— begin RECORDS FOR PROCESSING —
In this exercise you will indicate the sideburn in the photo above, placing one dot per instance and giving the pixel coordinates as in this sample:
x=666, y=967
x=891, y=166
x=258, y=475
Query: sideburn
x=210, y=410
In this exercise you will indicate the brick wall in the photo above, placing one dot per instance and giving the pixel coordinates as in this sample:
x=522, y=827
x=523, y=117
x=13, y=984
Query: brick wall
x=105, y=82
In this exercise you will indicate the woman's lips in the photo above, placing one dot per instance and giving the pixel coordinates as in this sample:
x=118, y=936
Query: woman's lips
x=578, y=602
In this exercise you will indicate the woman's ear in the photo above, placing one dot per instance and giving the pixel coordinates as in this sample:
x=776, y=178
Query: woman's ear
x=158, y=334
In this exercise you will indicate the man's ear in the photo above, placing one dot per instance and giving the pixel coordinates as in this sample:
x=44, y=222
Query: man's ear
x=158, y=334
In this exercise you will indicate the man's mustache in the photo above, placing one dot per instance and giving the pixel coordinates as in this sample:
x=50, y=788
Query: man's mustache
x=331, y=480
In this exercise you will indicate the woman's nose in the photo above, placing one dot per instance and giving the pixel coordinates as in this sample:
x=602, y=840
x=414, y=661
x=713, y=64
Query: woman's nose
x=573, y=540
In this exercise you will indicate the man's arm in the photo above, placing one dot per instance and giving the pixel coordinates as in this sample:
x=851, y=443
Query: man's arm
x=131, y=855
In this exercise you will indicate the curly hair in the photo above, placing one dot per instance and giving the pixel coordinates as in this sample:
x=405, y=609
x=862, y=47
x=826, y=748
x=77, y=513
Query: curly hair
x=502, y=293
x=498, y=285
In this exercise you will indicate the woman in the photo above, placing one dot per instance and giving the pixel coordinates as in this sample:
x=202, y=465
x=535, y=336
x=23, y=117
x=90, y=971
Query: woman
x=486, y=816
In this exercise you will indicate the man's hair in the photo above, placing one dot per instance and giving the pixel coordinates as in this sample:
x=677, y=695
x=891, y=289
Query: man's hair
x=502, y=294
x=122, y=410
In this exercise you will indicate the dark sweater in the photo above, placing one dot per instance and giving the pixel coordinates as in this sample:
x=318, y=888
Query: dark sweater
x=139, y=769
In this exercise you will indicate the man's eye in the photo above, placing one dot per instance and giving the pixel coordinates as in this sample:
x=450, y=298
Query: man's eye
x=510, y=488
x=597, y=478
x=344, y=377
— end RECORDS FOR PROCESSING —
PROBLEM DESCRIPTION | Render the lines above as a Markdown table with two columns, Row and Line. Number each row and omit any blank lines.

RESULT |
| Row | Line |
|---|---|
| 1 | In this exercise you will indicate the sideburn in the photo above, placing one dot per instance and giving the pixel coordinates as in this sample: |
| 2 | x=666, y=967 |
| 3 | x=891, y=166 |
| 4 | x=258, y=475 |
| 5 | Query: sideburn |
| 6 | x=210, y=410 |
| 7 | In this exercise you will indicate the brick wall in the photo above, placing one dot per instance and giving the pixel coordinates as in this sample: |
| 8 | x=522, y=827 |
| 9 | x=523, y=117 |
| 10 | x=13, y=984 |
| 11 | Query: brick wall |
| 12 | x=105, y=82 |
| 13 | In this exercise you will indicate the woman's lips in the photo above, placing one dot per instance and giving the pixel coordinates as in this sample: |
| 14 | x=118, y=936 |
| 15 | Query: woman's lips |
| 16 | x=578, y=602 |
| 17 | In this exercise you will indicate the woman's ear in the photo above, placing one dot per instance and giving the pixel coordinates as in this sample: |
| 18 | x=776, y=178 |
| 19 | Query: woman's ear |
| 20 | x=158, y=334 |
| 21 | In this exercise you will indicate the man's ear in the photo above, placing one dot per instance and giving the pixel coordinates as in this sample: |
| 22 | x=44, y=222 |
| 23 | Query: man's ear |
| 24 | x=158, y=334 |
| 25 | In this exercise you will indicate the man's mustache in the photo above, placing one dot per instance and giving the pixel coordinates as in this sample: |
| 26 | x=50, y=788 |
| 27 | Query: man's mustache |
| 28 | x=331, y=480 |
| 29 | In this exercise you will indicate the woman's nose in the photo above, placing one dot per instance and giving the pixel coordinates as in this sample: |
| 30 | x=602, y=840 |
| 31 | x=414, y=661 |
| 32 | x=713, y=64 |
| 33 | Query: woman's nose |
| 34 | x=573, y=540 |
| 35 | In this exercise you will indicate the man's arm in the photo above, placing one dot per instance and giving the pixel coordinates as in this sample: |
| 36 | x=851, y=443 |
| 37 | Query: man's arm |
| 38 | x=131, y=855 |
| 39 | In this exercise you will indicate the curly hair in the photo above, placing one dot per instance and giving the pixel coordinates as in this sample: |
| 40 | x=405, y=609 |
| 41 | x=862, y=47 |
| 42 | x=826, y=748 |
| 43 | x=77, y=513 |
| 44 | Query: curly hair |
| 45 | x=502, y=293 |
| 46 | x=498, y=285 |
| 47 | In this exercise you will indicate the woman in the photo above, placing one dot per instance and giving the pixel coordinates as in this sample: |
| 48 | x=202, y=465 |
| 49 | x=535, y=336 |
| 50 | x=23, y=117 |
| 51 | x=90, y=971 |
| 52 | Query: woman |
| 53 | x=486, y=816 |
| 54 | In this exercise you will indicate the man's hair in the photo above, placing one dot per instance and giving the pixel coordinates as in this sample: |
| 55 | x=677, y=695 |
| 56 | x=891, y=289 |
| 57 | Query: man's hair |
| 58 | x=502, y=294 |
| 59 | x=122, y=410 |
| 60 | In this exercise you will indicate the dark sweater in the photo above, placing one dot per instance and giving the pixel coordinates as in this sample: |
| 61 | x=318, y=888 |
| 62 | Query: dark sweater |
| 63 | x=139, y=769 |
| 64 | In this exercise you will indicate the man's eye in the photo above, placing one dot per instance and giving the pixel coordinates as in this sample: |
| 65 | x=450, y=298 |
| 66 | Query: man's eye |
| 67 | x=510, y=488 |
| 68 | x=597, y=478 |
| 69 | x=344, y=377 |